WHAT IS EXPECTED: Your task is to transcribe all of the records exactly and leave out the pictures.

Items from a dataset
┄┄┄┄┄┄

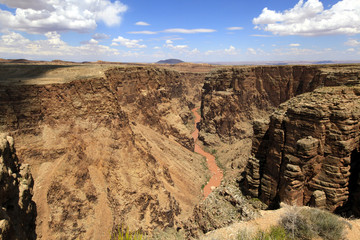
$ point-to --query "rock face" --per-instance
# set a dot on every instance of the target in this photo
(107, 151)
(18, 211)
(308, 154)
(234, 96)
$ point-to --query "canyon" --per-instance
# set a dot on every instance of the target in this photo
(111, 145)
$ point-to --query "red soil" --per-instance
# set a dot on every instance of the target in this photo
(216, 172)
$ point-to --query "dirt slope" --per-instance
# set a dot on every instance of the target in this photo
(114, 149)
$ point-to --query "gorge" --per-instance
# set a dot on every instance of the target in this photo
(111, 145)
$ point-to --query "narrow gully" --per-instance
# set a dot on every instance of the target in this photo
(216, 172)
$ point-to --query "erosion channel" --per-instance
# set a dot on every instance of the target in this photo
(216, 172)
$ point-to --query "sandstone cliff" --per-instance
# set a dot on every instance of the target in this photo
(107, 151)
(234, 96)
(18, 211)
(308, 154)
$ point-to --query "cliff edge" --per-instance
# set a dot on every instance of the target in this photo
(308, 154)
(18, 211)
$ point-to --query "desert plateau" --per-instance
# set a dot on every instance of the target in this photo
(179, 120)
(116, 145)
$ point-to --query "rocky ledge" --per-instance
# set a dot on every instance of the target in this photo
(308, 153)
(18, 211)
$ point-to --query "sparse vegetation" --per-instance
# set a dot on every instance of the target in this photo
(275, 233)
(300, 223)
(168, 234)
(125, 234)
(309, 223)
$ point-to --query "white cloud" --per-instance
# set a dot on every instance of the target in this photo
(100, 36)
(352, 43)
(141, 23)
(234, 28)
(310, 19)
(261, 35)
(251, 51)
(26, 4)
(230, 50)
(189, 31)
(41, 16)
(127, 42)
(14, 45)
(143, 32)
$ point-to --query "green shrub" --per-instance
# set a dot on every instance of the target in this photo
(122, 234)
(275, 233)
(296, 225)
(325, 224)
(308, 223)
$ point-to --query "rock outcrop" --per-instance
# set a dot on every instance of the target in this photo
(18, 211)
(107, 151)
(308, 154)
(233, 97)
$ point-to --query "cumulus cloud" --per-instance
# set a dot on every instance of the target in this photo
(231, 50)
(40, 16)
(141, 23)
(251, 51)
(234, 28)
(352, 43)
(309, 18)
(100, 36)
(14, 45)
(143, 32)
(26, 4)
(127, 42)
(189, 31)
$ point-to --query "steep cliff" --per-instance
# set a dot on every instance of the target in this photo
(18, 211)
(308, 154)
(106, 151)
(234, 96)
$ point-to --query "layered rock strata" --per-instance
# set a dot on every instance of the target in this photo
(308, 154)
(107, 151)
(18, 211)
(233, 97)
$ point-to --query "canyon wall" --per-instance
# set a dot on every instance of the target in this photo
(18, 211)
(107, 151)
(308, 154)
(233, 97)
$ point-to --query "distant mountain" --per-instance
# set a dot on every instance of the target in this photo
(170, 61)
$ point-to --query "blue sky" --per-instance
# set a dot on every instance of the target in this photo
(191, 30)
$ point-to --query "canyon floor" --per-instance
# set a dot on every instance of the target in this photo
(111, 144)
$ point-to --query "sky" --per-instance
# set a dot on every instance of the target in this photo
(190, 30)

┄┄┄┄┄┄

RESPONSE BELOW:
$ point-to --query "rock face" --per-instance
# set a dot on every instance of the target in this photo
(107, 151)
(18, 211)
(308, 154)
(234, 96)
$ point-to --query "canyon" --per-instance
# set a dot on every instance of the target in this photo
(111, 145)
$ point-to --query "red soil" --per-instance
# set a dot on every instance of the target in this photo
(216, 172)
$ point-to --query "dirt slope" --per-instance
# set a dot on every instance of the target in this photo
(114, 149)
$ point-to --query "gorge" --per-instance
# set a dot on every instance of the target in this photo
(111, 145)
$ point-to --query "narrow gully" --per-instance
# set a dot on every instance of the target in this photo
(216, 172)
$ point-to --query "erosion channel" --per-instance
# set a dot on every instance of the target in this photo
(216, 172)
$ point-to --query "sandstone cliff" --per-instance
# set a dot on every instance of the target in this photo
(107, 151)
(234, 96)
(18, 211)
(308, 154)
$ point-to --query "cliff edge" --per-instance
# set a dot on every instance of the target in this photo
(308, 154)
(18, 211)
$ point-to --query "desert plateau" --per-instance
# set a dot on every instance of the target in this photo
(179, 120)
(116, 145)
$ point-to --query "rocky ledge" --per-instance
# set a dot on every instance of the target in this photo
(308, 153)
(18, 211)
$ point-to --query "sparse vegetation" --per-instance
# set a dot on every instance of the target in this photo
(275, 233)
(300, 223)
(168, 234)
(125, 234)
(309, 223)
$ point-to --query "white cloud" --per-instance
# set a dot on every instance of the target in this photo
(100, 36)
(352, 43)
(141, 23)
(234, 28)
(310, 19)
(261, 35)
(251, 51)
(26, 4)
(230, 50)
(189, 31)
(41, 16)
(127, 42)
(14, 45)
(143, 32)
$ point-to --query "green shrub" --per-instance
# set a dot on every instance of the target in this photo
(122, 234)
(275, 233)
(296, 225)
(325, 224)
(308, 223)
$ point-to --query "rock outcrop" --per-instance
# set a dot on every instance of the target in this photo
(18, 211)
(107, 151)
(308, 154)
(233, 97)
$ point-to --query "cumulus cloud" --per-instance
# set a dot on every instance of the target in this photo
(231, 50)
(40, 16)
(141, 23)
(251, 51)
(234, 28)
(352, 43)
(309, 18)
(100, 36)
(14, 45)
(143, 32)
(26, 4)
(127, 42)
(189, 31)
$ point-to --query "steep cliff" --per-instance
# set a dot on every instance of the target in this photo
(18, 211)
(308, 154)
(106, 151)
(234, 96)
$ point-to --query "layered rock strata" --per-instance
# set a dot on every instance of the target in this photo
(308, 154)
(107, 151)
(18, 211)
(233, 97)
$ point-to --query "canyon wall" --per-instance
# set a dot on every instance of the target in this photo
(18, 211)
(107, 151)
(308, 154)
(233, 97)
$ point-to --query "distant mountain" --per-instance
# set a dot on every instance of the target in this photo
(170, 61)
$ point-to --query "blue sky" --per-instance
# set a dot on every instance of the target in this photo
(191, 30)
$ point-to --query "canyon floor" --per-instance
# set a dot on every instance of the target in this photo
(111, 144)
$ point-to --query "sky" --per-instance
# set a dot on every instance of the target in this photo
(190, 30)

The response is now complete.